Input material start
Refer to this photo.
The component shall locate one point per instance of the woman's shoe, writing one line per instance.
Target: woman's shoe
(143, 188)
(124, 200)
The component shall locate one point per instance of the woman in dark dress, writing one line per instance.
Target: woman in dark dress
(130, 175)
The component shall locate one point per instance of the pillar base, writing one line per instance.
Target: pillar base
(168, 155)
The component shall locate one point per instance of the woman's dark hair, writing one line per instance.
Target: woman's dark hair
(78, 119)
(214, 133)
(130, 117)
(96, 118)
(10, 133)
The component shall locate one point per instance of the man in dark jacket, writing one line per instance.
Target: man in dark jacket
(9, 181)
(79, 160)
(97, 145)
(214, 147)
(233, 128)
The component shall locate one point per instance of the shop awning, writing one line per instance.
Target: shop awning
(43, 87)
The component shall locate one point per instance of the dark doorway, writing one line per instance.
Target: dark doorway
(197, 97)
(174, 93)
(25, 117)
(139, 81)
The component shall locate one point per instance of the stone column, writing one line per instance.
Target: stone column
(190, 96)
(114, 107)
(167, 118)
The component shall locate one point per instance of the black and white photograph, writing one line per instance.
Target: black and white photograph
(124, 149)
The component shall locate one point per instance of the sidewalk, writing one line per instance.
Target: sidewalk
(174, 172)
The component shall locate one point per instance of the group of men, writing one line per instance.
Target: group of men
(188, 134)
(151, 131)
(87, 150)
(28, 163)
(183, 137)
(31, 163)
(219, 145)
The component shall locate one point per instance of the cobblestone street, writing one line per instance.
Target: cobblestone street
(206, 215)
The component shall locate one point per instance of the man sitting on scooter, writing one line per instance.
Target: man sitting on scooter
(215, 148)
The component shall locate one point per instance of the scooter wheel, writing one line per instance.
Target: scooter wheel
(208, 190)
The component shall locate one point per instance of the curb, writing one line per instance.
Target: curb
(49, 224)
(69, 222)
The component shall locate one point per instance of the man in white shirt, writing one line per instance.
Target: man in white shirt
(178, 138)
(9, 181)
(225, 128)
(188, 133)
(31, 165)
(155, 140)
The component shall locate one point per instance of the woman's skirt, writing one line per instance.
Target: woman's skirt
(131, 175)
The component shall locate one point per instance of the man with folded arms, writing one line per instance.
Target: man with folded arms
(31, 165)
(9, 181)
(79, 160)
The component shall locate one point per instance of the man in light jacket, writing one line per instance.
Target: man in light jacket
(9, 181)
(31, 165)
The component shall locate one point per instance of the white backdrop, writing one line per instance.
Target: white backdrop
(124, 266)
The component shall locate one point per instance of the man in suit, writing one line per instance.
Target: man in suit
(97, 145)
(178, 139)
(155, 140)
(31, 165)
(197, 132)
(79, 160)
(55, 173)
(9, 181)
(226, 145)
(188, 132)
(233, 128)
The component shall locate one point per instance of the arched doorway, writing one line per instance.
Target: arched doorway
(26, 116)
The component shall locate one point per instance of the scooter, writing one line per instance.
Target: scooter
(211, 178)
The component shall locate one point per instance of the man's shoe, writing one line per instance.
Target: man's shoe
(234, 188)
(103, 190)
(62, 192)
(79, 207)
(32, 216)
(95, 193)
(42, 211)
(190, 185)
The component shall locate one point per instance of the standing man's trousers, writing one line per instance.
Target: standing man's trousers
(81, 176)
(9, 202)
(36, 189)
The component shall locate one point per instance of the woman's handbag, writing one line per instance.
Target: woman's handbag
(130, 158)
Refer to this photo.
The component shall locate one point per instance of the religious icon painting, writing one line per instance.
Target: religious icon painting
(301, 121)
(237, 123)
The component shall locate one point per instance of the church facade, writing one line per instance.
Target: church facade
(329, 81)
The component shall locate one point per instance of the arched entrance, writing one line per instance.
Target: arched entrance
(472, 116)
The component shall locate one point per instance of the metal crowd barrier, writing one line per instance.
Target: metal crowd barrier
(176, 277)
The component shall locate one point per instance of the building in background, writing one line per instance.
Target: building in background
Input material end
-- What you will do --
Reproduce every line from the one containing "The component shall locate one point per instance of the church" down through the final row, keeping each text line as it stands and offsetting every coordinate in the answers by 103.

-- Output --
The component shall locate one point per instance of the church facade, writing one line per instance.
Target: church facade
(432, 184)
The component shall locate one point per instance of the arched entrance, writing one line per instance.
Target: arched entrance
(575, 219)
The component shall locate one point per instance of the metal crowd barrier, writing one line per instance.
Target: metal crowd barrier
(279, 380)
The component shall locate one point per instance of the building in background, writing one line per instance.
Target: building in background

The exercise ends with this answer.